Excerpts from a dataset

——

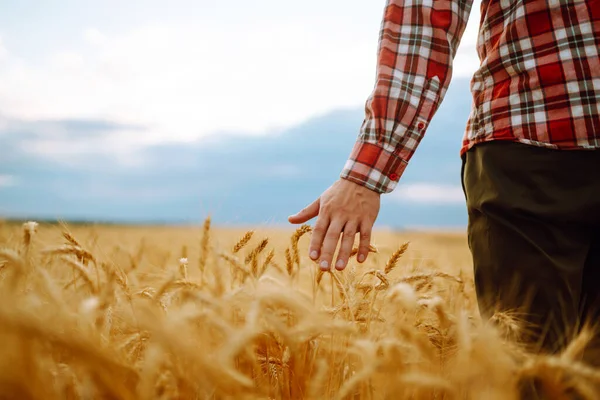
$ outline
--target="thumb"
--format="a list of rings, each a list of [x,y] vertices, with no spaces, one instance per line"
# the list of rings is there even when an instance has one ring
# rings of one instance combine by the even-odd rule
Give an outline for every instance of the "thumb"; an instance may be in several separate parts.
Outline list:
[[[300,212],[290,215],[288,221],[292,224],[302,224],[309,219],[312,219],[319,215],[319,208],[321,206],[320,198],[313,201],[309,206],[303,208]]]

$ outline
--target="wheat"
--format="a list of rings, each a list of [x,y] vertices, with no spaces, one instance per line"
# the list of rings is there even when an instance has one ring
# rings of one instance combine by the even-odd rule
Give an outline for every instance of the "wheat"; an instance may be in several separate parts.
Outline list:
[[[258,276],[258,256],[264,251],[268,244],[269,239],[263,239],[250,253],[248,253],[244,260],[245,264],[251,264],[250,270],[254,277]]]
[[[406,253],[406,250],[408,250],[408,245],[408,242],[404,243],[402,246],[400,246],[398,250],[394,252],[394,254],[392,254],[387,264],[385,265],[384,271],[386,274],[389,274],[394,268],[396,268],[396,264],[398,264],[400,258],[404,255],[404,253]]]
[[[92,293],[98,292],[98,288],[96,287],[96,284],[94,284],[94,281],[92,280],[90,272],[87,270],[85,265],[83,265],[79,261],[73,260],[72,258],[65,257],[65,256],[62,256],[61,260],[64,261],[67,265],[71,266],[75,271],[77,271],[79,273],[79,275],[83,278],[85,283],[89,286]]]
[[[100,227],[92,251],[76,239],[90,228],[62,224],[55,243],[51,225],[33,226],[0,225],[6,398],[516,399],[531,382],[550,398],[598,396],[590,326],[560,353],[533,353],[522,315],[478,318],[467,272],[424,269],[416,254],[400,267],[408,241],[321,271],[302,268],[307,225],[245,254],[255,231],[221,238],[210,218],[190,249],[183,228]]]
[[[181,274],[181,277],[184,280],[187,280],[188,278],[188,259],[187,257],[182,257],[179,259],[179,272]]]
[[[24,264],[21,255],[12,249],[0,249],[0,260],[3,261],[3,263],[0,264],[0,270],[7,265],[12,264],[17,268],[21,268]]]
[[[296,263],[298,268],[300,268],[300,252],[298,250],[298,242],[300,241],[300,238],[304,236],[304,234],[311,231],[312,228],[309,225],[302,225],[298,229],[296,229],[296,232],[294,232],[294,234],[292,235],[291,242],[293,261]]]
[[[285,270],[289,276],[292,276],[294,273],[294,260],[292,258],[290,249],[285,249]]]
[[[23,224],[23,247],[25,248],[25,254],[29,253],[29,247],[31,246],[31,239],[37,232],[38,223],[34,221],[25,222]]]
[[[200,268],[200,273],[203,275],[204,269],[206,268],[206,262],[208,261],[210,224],[211,218],[207,217],[204,220],[204,226],[202,227],[202,239],[200,239],[200,258],[198,259],[198,267]]]
[[[86,249],[72,245],[72,244],[63,244],[61,246],[51,247],[45,250],[42,250],[42,255],[50,255],[50,256],[60,256],[60,255],[74,255],[84,264],[88,264],[90,261],[95,262],[94,255],[87,251]]]
[[[259,276],[264,275],[264,273],[267,271],[267,268],[269,268],[269,265],[271,265],[273,262],[273,258],[275,258],[275,250],[271,249],[263,261]]]
[[[350,257],[354,257],[355,255],[358,254],[358,247],[354,247],[352,249],[352,251],[350,252]],[[379,253],[379,250],[377,250],[377,247],[373,246],[372,244],[369,245],[369,253]]]
[[[244,233],[244,236],[242,236],[240,238],[240,240],[238,240],[238,242],[235,244],[235,246],[233,246],[232,253],[235,254],[235,253],[239,252],[241,249],[243,249],[244,246],[246,246],[248,244],[250,239],[252,239],[253,235],[254,235],[254,231],[247,231],[246,233]]]
[[[82,247],[81,244],[79,244],[79,242],[77,241],[77,239],[75,239],[75,236],[73,236],[73,234],[68,231],[66,226],[64,229],[65,230],[63,230],[62,235],[67,241],[67,244],[70,244],[71,246]]]

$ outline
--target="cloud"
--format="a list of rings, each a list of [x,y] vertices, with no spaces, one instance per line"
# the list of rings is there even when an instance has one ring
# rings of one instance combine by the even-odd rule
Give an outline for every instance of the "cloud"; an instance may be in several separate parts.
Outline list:
[[[481,17],[480,1],[474,1],[469,23],[461,38],[460,46],[454,57],[453,77],[470,78],[479,66],[477,55],[477,36]]]
[[[462,95],[468,83],[464,80],[449,91],[452,107],[441,110],[401,185],[384,197],[396,204],[382,207],[381,222],[439,226],[465,221],[456,187],[460,158],[448,130],[461,129],[456,114],[468,112],[470,101]],[[11,176],[2,181],[13,186],[1,185],[0,214],[173,222],[201,220],[209,213],[218,223],[286,223],[289,213],[338,178],[355,141],[349,132],[362,118],[363,110],[355,108],[305,121],[279,135],[163,143],[133,153],[118,149],[120,136],[128,130],[143,133],[143,126],[4,119],[0,171]],[[135,164],[136,158],[143,163]],[[424,185],[427,180],[446,185]]]
[[[84,68],[85,62],[80,54],[64,51],[52,57],[51,65],[61,71],[79,72]]]
[[[465,196],[460,186],[430,183],[401,184],[389,197],[395,202],[428,205],[461,204],[465,201]]]
[[[219,130],[263,134],[363,102],[371,41],[339,44],[295,25],[149,25],[41,64],[9,54],[0,108],[21,119],[144,124],[163,140],[191,140]],[[101,42],[90,31],[85,37]]]
[[[145,128],[104,120],[24,121],[0,117],[0,147],[20,156],[32,156],[62,165],[82,165],[90,156],[121,165],[141,163],[140,151],[152,142],[144,140]]]
[[[0,188],[15,186],[17,179],[13,175],[0,174]]]
[[[342,6],[348,15],[337,11]],[[263,7],[277,14],[247,18],[215,6],[223,15],[214,20],[170,16],[121,31],[99,24],[81,31],[82,47],[47,49],[52,55],[40,60],[3,50],[0,42],[0,109],[24,120],[143,125],[143,133],[132,133],[140,141],[191,141],[219,131],[264,135],[364,104],[381,6],[335,0],[323,6],[324,17]],[[455,77],[476,67],[473,8]]]
[[[106,44],[106,36],[96,28],[88,28],[83,32],[86,42],[94,46],[103,46]]]
[[[4,44],[2,43],[2,37],[0,36],[0,60],[6,58],[7,55],[8,55],[8,52],[6,51],[6,48],[4,47]]]

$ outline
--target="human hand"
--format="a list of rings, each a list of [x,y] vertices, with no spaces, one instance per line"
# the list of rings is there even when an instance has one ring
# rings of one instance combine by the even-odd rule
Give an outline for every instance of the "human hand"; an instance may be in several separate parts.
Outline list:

——

WHAT THIS TASK INVOLVES
Wherever the string "hand" is found in the entries, copy the line it sits in.

EXERCISE OUTPUT
--target="human hand"
Give an outline for every instance of the "human hand"; an instance may be in several separate parts.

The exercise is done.